» Input material:
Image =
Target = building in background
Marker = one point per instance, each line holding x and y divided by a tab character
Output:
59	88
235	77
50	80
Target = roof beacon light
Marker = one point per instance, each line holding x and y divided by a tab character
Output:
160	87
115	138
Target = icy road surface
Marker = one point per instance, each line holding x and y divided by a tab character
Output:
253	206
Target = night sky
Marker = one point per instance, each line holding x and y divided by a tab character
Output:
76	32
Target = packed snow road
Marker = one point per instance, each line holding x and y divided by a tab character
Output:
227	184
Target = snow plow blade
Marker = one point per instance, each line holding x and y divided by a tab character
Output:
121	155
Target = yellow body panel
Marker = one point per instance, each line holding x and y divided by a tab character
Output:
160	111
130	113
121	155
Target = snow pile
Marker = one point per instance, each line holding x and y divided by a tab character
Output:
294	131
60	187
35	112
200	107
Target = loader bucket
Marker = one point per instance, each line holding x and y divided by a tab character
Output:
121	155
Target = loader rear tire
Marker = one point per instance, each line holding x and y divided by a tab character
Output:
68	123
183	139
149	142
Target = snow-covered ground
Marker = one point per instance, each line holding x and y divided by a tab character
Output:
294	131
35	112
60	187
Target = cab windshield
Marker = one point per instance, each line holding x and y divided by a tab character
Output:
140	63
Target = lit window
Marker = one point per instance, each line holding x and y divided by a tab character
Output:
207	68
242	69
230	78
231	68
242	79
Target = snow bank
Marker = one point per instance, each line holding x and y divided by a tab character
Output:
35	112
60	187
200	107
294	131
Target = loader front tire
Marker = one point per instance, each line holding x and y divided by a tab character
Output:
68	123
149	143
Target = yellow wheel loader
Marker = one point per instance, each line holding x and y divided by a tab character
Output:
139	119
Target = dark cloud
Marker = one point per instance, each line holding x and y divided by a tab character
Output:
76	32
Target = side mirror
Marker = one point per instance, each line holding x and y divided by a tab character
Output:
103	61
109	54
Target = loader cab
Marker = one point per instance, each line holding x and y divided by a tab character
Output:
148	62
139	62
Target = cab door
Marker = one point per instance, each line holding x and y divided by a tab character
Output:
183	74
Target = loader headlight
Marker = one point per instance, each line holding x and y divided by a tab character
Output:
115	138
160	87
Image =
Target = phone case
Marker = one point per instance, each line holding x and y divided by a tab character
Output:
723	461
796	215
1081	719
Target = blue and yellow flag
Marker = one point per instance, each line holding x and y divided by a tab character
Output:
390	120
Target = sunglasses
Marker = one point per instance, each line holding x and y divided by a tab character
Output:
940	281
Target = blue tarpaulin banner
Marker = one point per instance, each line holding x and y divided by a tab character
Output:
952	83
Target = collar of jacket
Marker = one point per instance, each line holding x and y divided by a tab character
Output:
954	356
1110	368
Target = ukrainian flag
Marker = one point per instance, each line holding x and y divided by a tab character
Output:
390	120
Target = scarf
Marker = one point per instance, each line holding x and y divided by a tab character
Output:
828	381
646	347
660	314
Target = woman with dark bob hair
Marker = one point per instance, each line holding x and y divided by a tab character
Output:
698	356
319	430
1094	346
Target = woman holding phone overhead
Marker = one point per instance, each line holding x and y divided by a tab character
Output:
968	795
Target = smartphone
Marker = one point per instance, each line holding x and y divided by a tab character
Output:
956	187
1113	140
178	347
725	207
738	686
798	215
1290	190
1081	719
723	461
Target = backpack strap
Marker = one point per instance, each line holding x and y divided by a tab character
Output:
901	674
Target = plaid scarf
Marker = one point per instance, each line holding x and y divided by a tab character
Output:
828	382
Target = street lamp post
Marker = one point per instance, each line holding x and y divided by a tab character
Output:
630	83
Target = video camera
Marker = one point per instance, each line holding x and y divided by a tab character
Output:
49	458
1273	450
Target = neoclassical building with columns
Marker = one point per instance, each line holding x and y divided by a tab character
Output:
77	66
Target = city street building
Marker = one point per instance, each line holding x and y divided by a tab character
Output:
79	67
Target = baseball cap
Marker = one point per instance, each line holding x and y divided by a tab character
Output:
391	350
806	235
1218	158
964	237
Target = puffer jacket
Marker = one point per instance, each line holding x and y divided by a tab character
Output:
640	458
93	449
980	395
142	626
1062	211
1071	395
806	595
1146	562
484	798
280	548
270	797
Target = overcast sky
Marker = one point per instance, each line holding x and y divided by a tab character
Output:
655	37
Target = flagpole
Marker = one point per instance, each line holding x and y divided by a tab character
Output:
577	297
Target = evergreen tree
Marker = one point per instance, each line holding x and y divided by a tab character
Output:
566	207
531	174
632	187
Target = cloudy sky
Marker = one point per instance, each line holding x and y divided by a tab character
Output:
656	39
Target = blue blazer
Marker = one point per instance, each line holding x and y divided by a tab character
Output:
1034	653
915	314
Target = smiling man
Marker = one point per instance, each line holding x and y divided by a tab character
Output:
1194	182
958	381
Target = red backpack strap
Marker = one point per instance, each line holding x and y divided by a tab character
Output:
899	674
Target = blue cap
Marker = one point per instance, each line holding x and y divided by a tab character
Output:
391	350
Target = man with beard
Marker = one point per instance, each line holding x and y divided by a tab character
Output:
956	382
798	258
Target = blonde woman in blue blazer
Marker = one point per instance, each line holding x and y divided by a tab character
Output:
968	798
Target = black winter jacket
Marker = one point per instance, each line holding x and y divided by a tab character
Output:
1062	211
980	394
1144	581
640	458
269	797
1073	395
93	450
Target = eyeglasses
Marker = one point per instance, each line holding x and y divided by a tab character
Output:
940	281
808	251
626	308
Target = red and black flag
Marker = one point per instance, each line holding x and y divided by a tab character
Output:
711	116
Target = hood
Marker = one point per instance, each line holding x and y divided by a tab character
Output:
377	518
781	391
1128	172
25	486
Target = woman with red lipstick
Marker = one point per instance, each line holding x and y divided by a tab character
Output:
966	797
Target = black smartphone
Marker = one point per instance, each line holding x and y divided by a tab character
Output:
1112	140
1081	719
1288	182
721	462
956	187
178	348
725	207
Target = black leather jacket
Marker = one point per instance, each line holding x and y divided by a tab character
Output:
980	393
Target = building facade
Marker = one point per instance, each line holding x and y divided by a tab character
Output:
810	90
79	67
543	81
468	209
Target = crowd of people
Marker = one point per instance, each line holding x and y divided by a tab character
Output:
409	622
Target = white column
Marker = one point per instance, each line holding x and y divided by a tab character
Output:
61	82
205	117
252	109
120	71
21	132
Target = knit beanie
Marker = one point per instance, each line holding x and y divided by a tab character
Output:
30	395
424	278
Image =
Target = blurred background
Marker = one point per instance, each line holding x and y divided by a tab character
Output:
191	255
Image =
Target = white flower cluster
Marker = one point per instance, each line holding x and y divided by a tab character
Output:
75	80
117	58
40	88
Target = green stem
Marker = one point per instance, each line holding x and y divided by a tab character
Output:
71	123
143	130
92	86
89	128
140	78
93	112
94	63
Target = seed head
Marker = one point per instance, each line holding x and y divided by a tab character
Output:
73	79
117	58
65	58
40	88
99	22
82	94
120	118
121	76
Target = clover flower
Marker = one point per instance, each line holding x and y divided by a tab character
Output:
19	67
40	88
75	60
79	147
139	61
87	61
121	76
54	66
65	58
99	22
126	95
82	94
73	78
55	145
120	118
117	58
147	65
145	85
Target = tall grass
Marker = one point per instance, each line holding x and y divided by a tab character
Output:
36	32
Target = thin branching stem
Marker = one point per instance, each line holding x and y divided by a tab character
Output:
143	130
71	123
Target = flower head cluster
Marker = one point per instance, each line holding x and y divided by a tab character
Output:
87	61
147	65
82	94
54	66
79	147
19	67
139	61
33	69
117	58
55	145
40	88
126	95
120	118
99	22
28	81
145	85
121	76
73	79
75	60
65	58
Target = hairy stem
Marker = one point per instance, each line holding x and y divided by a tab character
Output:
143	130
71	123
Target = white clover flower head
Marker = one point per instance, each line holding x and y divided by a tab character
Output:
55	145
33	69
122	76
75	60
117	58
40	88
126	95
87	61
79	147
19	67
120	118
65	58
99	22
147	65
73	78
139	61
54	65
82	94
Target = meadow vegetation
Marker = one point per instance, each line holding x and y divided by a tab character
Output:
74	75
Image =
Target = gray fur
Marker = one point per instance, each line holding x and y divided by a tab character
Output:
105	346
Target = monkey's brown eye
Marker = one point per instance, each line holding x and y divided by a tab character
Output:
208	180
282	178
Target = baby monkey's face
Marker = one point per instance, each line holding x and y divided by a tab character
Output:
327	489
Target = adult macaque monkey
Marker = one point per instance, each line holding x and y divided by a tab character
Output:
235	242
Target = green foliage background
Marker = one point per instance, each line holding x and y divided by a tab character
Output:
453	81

» Directions for this task: Copy out the rows from the line containing "Target = flower head cluster" through the end of the rows, inclusive, reproducing each line without any change.

» Solution to the problem:
Target = flower head cluster
Marker = one point per instance, each line holding x and y divided by a tab character
Output:
87	61
147	65
82	94
54	66
79	147
19	67
139	61
33	69
117	58
55	145
40	88
126	95
120	118
99	22
28	81
145	85
121	76
73	79
75	60
65	58
Target = hairy stem
Marker = one point per instance, each line holding x and y divided by a tab character
Output:
143	130
71	123
Target = white clover flower head
Marker = one point per instance, each line holding x and y divided by a tab character
Output:
55	145
33	69
122	76
75	60
117	58
40	88
126	95
87	61
79	147
19	67
120	118
65	58
99	22
147	65
73	78
139	61
54	65
82	94
Target = meadow vegetation
Marker = one point per instance, each line holding x and y divided by a tab character
Output:
74	75
Image =
Target = gray fur
Marker = one point per instance, each line holding x and y divided by a tab character
Output:
105	346
Target = monkey's brown eye
Marker = one point per instance, each line holding x and y divided by a tab character
Output:
208	180
282	178
Target = baby monkey's face
Marker = one point per instance, each line holding x and y divided by a tab character
Output:
327	489
Target = adult macaque monkey
Marker = one point per instance, each line holding x and y divided by a tab character
Output:
235	242
Target = green foliage background
Marker = one point per instance, each line holding x and y divided by a tab character
Output:
453	81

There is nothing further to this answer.